Problem requirements —
Restate word for word the lines of the material below, from the line with "Category: the woman's bare foot" to the line with "Category: the boy's bare foot", both lines included, and no others.

Exercise input —
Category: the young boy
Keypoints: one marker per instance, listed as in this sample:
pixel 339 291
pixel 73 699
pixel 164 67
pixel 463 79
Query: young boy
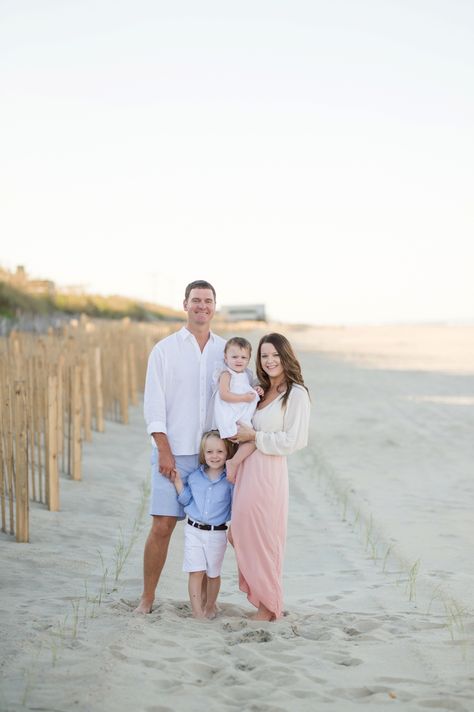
pixel 207 498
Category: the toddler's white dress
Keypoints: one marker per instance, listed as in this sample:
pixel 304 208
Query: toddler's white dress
pixel 226 414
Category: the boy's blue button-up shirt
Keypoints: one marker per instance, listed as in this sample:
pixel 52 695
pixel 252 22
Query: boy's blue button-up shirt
pixel 207 501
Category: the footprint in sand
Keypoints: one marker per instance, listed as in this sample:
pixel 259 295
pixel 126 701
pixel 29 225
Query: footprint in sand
pixel 254 636
pixel 233 626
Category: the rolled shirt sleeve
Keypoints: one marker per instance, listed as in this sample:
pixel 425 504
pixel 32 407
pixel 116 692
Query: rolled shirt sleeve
pixel 294 433
pixel 154 398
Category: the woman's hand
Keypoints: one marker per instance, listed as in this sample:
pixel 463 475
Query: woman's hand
pixel 245 434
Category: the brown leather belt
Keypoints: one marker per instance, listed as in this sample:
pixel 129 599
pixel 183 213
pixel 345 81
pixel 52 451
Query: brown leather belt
pixel 208 527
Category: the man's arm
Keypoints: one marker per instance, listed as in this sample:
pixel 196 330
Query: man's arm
pixel 166 457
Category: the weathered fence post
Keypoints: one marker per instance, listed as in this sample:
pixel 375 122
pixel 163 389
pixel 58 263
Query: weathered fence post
pixel 52 420
pixel 21 465
pixel 76 473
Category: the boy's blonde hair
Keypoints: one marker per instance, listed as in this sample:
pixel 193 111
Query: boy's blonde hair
pixel 230 447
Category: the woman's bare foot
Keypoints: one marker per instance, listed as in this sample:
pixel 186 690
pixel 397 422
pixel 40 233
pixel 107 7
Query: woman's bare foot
pixel 263 614
pixel 145 606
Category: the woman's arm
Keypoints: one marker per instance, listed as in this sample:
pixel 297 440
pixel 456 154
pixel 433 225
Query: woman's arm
pixel 294 434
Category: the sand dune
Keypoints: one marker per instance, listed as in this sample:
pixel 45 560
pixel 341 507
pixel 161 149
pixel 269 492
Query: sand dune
pixel 386 483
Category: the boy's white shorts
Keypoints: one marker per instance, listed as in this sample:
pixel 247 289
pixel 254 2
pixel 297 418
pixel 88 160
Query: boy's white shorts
pixel 204 550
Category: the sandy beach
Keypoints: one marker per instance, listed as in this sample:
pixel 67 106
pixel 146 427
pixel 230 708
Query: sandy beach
pixel 379 571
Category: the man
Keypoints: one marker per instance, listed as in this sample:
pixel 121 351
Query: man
pixel 178 391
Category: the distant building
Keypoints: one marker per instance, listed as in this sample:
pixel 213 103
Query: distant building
pixel 244 312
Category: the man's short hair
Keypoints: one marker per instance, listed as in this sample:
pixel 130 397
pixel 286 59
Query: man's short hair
pixel 199 284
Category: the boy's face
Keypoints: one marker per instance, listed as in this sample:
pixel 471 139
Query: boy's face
pixel 215 452
pixel 237 358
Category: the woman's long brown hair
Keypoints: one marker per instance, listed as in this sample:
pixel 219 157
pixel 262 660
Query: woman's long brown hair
pixel 289 362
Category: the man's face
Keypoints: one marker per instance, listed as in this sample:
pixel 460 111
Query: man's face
pixel 200 306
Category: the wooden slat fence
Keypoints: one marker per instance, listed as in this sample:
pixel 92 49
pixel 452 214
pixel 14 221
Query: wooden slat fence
pixel 55 391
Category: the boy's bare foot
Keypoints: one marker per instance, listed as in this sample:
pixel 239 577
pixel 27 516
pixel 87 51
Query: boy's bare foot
pixel 210 613
pixel 145 606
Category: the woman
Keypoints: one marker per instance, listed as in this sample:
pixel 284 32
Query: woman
pixel 260 502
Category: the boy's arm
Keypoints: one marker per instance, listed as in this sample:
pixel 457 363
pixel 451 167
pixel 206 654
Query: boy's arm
pixel 183 491
pixel 229 397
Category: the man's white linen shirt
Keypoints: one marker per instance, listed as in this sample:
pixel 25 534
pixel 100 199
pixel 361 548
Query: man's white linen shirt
pixel 178 388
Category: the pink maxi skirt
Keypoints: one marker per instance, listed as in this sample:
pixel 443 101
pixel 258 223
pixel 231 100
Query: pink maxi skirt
pixel 259 522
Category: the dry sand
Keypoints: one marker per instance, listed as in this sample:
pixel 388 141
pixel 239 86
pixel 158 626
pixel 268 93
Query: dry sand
pixel 380 513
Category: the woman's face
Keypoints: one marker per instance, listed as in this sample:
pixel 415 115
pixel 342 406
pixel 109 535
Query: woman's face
pixel 270 361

Task response —
Category: the woman's bare foot
Keypoints: one marker per instance, listed as in this sample:
pixel 186 690
pixel 397 422
pixel 40 233
pixel 107 7
Query: woman's bare foot
pixel 263 614
pixel 145 606
Category: the woman's arm
Keypoints: one marker per instance, listed as in this sample:
pixel 297 440
pixel 456 154
pixel 433 225
Query: woman's arm
pixel 294 434
Category: the sand dune
Keypoints: one marker per instance, listed as in this sample:
pixel 45 560
pixel 341 507
pixel 161 149
pixel 269 492
Query: sand dune
pixel 386 483
Category: the boy's white shorts
Keypoints: one marker per instance, listed as in this sample:
pixel 247 289
pixel 254 2
pixel 297 418
pixel 88 160
Query: boy's white shorts
pixel 204 550
Category: the sandy beach
Keypoints: one marker per instance, listed as in this sample:
pixel 67 106
pixel 146 427
pixel 230 708
Query: sandy beach
pixel 379 571
Category: the man
Keypoints: one marker per instance, listed as in this sample:
pixel 121 351
Query: man
pixel 178 391
Category: the distant building
Keypoints: one marker per instance, listed as in this sample:
pixel 213 103
Query: distant building
pixel 244 312
Category: the man's short hair
Keypoints: one marker per instance, listed as in this sample:
pixel 130 397
pixel 286 59
Query: man's short hair
pixel 199 284
Category: the boy's face
Keypoints: one marker per instance, listed as in this sample:
pixel 471 139
Query: boy's face
pixel 215 452
pixel 237 358
Category: the woman's long brown hair
Keypoints: one marker per instance, listed as in this sample:
pixel 219 157
pixel 262 660
Query: woman's long brown hair
pixel 289 362
Category: the man's face
Keypoints: one marker per instance, listed as in this sample:
pixel 460 111
Query: man's face
pixel 200 306
Category: the wooden slat fence
Keypoints: one marker per instance, listed as in this sample:
pixel 92 49
pixel 452 214
pixel 14 221
Query: wooden slat fence
pixel 55 391
Category: the boy's bare foot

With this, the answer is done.